[START OF Source extract]
This argument ignores social science evidence suggesting that extreme gun bans like those of DC and Chicago cost at least as many innocent lives than they save. Still, gun rights probably do cause at least some deaths that might otherwise have been prevented.

In that respect, however, they are no different from numerous other constitutional rights. Justice Breyer’s argument in McDonald is actually very similar to Justice Antonin Scalia’s dissent in Boumediene v. Bush, where Scalia warned that giving habeas corpus rights to War on Terror detainees “will almost certainly cause more Americans to be killed.” That argument didn’t move Breyer, who voted with the majority to extend those rights. Similarly, the enforcement of Fourth Amendment rights and Fifth Amendment rights allows at least some violent criminals to escape punishment, which in turn leads to some number of murders that might otherwise have been prevented. Pro-lifers certainly argue that the right to abortion kills far more people and in a far more direct way than gun ownership does.

But the really big skeleton in this particular closet is freedom of speech. Political speech and organization by communists, Nazis, racists, radical Islamists, and others has led to vastly more preventable deaths than private ownership of handguns. If the Russian Provisional Government of 1917 had suppressed the Bolshevik Party (as it could easily have done at various times during that year), millions of lives would have been saved. The same goes for the Weimar Republic and the Nazis. Closer to home, many black lives could potentially have been saved if the federal government had suppressed neo-Confederate and segregationist political speech in the South in the aftermath of the Civil War, thereby preventing “Redeemer” forces from regaining political power in the region and suppressing black rights.
[END OF Source extract]
- _Stated goal 1_: Reproduce the essay on gun rights from "But the really" down to "suppressing black rights.", switching each occurrence of "speech" to "expression".
- _Stated goal 2_: State whether each statement agrees with the essay on gun rights, answering yes or no and quoting the deciding words: (a) Scalia warned that granting habeas corpus rights to War on Terror detainees would likely lead to more Americans being killed. (b) Breyer voted against extending habeas corpus rights to those detainees. (c) The Russian Provisional Government had no opportunity in 1917 to suppress the Bolshevik Party.
- _Stated goal 3_: Write the next part of the essay on gun rights, picking up where it stops.
[START OF Raw records]
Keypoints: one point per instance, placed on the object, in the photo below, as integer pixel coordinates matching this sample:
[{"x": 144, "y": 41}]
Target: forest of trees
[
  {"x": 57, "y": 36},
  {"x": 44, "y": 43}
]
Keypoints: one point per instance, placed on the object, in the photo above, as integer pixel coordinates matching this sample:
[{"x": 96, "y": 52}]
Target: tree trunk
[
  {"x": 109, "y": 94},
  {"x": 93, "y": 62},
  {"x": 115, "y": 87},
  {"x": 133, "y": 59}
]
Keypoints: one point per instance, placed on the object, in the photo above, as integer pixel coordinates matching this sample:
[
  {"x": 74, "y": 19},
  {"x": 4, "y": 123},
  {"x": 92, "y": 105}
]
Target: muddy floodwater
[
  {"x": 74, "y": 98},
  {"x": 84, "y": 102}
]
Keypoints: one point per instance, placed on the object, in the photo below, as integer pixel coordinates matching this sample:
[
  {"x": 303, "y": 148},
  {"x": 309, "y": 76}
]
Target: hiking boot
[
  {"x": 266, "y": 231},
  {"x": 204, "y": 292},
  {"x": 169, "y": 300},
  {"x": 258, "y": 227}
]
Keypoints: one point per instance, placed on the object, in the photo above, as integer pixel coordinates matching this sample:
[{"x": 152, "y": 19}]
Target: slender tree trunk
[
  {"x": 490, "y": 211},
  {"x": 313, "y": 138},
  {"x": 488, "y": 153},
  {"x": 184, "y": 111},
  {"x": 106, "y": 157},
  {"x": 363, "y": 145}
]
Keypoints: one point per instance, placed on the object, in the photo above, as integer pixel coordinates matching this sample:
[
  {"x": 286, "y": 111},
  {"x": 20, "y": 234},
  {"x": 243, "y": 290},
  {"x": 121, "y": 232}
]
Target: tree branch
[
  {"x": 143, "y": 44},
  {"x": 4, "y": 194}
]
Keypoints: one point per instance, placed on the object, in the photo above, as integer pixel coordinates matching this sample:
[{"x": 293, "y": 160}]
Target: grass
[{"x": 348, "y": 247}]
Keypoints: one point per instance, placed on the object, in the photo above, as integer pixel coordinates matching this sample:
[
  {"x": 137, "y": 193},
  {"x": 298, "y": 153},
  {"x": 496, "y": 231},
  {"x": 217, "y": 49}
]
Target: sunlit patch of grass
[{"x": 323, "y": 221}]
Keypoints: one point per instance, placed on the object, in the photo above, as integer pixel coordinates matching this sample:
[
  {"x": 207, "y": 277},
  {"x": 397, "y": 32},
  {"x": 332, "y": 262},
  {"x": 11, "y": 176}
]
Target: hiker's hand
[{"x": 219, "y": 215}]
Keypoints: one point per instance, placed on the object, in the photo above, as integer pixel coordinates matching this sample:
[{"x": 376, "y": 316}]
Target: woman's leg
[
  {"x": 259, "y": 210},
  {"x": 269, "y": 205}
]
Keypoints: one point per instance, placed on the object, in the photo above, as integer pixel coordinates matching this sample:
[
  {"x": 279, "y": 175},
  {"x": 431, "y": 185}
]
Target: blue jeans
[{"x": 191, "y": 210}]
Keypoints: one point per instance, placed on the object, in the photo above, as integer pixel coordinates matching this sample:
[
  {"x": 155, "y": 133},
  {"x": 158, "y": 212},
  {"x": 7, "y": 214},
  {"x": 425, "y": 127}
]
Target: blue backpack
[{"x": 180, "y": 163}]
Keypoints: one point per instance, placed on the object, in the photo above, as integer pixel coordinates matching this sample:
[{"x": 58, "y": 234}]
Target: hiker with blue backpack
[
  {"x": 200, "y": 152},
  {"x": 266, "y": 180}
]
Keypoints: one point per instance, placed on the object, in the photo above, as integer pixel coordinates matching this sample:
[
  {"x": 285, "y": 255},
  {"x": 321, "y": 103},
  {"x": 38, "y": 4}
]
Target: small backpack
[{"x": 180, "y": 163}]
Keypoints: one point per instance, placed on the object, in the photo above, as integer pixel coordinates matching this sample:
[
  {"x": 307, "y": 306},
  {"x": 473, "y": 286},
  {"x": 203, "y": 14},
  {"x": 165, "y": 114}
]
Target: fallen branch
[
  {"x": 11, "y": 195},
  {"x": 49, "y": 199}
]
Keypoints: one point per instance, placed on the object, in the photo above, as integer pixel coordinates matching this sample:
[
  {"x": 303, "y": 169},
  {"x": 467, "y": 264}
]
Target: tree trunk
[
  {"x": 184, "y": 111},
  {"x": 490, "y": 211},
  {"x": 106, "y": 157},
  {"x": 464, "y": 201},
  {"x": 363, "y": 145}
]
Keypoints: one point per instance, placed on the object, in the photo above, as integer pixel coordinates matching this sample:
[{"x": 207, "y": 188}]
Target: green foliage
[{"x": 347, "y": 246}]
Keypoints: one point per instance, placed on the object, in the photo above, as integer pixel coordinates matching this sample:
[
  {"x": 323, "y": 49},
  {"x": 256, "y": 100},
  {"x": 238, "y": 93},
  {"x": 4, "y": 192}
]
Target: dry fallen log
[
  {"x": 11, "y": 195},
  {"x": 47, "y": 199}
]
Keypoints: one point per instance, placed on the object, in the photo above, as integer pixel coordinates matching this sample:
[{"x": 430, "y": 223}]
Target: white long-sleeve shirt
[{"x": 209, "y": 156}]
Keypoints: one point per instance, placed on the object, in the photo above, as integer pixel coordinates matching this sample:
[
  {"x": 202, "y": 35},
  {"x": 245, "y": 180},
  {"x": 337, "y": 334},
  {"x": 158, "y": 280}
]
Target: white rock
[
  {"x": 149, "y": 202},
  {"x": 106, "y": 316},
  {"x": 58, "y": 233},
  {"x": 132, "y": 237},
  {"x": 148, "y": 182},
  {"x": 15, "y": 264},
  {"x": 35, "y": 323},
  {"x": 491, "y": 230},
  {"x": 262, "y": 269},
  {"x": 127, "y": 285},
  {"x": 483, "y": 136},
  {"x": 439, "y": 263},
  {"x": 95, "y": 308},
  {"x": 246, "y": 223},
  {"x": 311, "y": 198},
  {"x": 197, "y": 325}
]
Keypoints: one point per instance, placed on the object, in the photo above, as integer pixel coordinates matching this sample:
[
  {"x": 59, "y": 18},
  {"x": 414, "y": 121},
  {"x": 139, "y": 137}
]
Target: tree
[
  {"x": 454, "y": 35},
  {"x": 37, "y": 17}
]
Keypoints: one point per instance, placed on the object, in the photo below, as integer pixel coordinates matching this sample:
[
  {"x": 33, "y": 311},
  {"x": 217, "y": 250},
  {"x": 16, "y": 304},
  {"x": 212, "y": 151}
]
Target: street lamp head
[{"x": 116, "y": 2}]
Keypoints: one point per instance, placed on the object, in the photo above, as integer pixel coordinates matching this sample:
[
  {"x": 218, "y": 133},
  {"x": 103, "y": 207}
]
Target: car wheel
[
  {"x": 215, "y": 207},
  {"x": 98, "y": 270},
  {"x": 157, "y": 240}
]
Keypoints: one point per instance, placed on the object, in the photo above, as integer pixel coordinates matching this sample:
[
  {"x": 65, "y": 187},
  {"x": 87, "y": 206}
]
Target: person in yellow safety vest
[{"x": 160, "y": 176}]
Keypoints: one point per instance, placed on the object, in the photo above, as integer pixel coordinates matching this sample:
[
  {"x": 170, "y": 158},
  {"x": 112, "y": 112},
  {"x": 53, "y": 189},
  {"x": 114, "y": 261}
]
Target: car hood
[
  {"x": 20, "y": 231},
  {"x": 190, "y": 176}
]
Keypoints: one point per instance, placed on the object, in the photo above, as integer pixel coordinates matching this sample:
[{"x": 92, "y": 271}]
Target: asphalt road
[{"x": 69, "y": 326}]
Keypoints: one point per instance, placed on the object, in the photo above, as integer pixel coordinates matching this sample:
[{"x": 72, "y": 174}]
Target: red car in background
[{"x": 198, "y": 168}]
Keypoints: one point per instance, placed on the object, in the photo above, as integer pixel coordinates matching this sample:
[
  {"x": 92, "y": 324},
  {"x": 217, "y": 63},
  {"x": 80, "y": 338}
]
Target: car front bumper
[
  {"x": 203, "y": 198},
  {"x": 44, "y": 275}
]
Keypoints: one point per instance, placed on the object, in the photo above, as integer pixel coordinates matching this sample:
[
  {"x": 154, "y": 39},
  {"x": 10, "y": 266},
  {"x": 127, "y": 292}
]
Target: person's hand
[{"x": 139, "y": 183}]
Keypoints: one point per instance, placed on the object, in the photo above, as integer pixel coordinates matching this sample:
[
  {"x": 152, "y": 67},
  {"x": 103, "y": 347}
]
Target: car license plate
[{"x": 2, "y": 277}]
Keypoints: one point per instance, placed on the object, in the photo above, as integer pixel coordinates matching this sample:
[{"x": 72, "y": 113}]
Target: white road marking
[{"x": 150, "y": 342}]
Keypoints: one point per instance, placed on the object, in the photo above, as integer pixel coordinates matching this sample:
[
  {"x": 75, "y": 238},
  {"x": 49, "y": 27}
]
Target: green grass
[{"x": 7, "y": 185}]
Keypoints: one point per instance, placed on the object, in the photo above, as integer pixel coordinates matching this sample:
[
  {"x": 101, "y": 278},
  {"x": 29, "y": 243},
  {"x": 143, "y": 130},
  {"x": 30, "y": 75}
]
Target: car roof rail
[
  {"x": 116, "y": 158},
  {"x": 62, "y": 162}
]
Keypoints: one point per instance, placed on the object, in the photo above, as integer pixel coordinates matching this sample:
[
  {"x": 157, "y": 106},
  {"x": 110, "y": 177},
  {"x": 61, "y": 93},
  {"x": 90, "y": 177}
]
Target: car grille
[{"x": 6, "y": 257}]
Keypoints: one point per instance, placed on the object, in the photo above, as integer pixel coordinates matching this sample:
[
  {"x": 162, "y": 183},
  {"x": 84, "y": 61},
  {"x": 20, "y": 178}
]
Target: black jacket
[END OF Raw records]
- _Task result 1_:
But the really big skeleton in this particular closet is freedom of expression. Political expression and organization by communists, Nazis, racists, radical Islamists, and others has led to vastly more preventable deaths than private ownership of handguns. If the Russian Provisional Government of 1917 had suppressed the Bolshevik Party (as it could easily have done at various times during that year), millions of lives would have been saved. The same goes for the Weimar Republic and the Nazis. Closer to home, many black lives could potentially have been saved if the federal government had suppressed neo-Confederate and segregationist political expression in the South in the aftermath of the Civil War, thereby preventing “Redeemer” forces from regaining political power in the region and suppressing black rights.

- _Task result 2_:
(a) Yes: "will almost certainly cause more Americans to be killed."
(b) No: "voted with the majority to extend those rights."
(c) No: "as it could easily have done at various times during that year."

- _Task result 3_:
One could argue that these other rights don’t endanger lives as directly as guns do. Action, not speech or procedural rights, is what really kills people. Perhaps the life-threatening effects of procedural rights and political speech can be forestalled without restricting these rights themselves. However, one could say the same of guns. As the NRA famously puts it, guns don’t kill people, people kill people.

Whether we are talking about guns, speech, or other rights, there are going to be cases where, as a practical matter, it is impossible to prevent death by measures short of restricting the right itself. For example, allowing Nazi speech in the Weimar Republic may have greatly increased the risk that the Nazis would come to power, by which point it was too late too prevent them from killing large numbers of people. Similarly, once free speech by Redeemers and ex-Confederates allowed them to seize control of southern states, it was politically impossible for the federal government to protect black rights against them – at least not without much greater violence than might have sufficed to prevent the Redeemers from organizing in the first place.

In making these comparisons, I do not mean to suggest that judges should allow severe restrictions on constitutional rights any time there is a plausible argument that doing so might save lives. To the contrary, I think judges should generally avoid doing so. The trade-off between lives and constitutional rights is one better made by the framers and ratifiers of the Constitution than by judges. Moreover, there are often risks to life on both sides. For example, gun ownership for self-defense purposes often prevents violent crime and thereby saves lives. Similarly, strong enforcement of the Fourth Amendment could sometime prevent abusive police behavior that itself endangers lives.

If we allow government to set aside constitutional rights whenever they “put... others’ lives at risk,” we soon won’t have many constitutional rights left. I also object to Breyer’s and Scalia’s more selective invocation of risks to life in cases involving rights for which they have little sympathy, while simultaneously ignoring very similar considerations when the right at stake is one they value more highly.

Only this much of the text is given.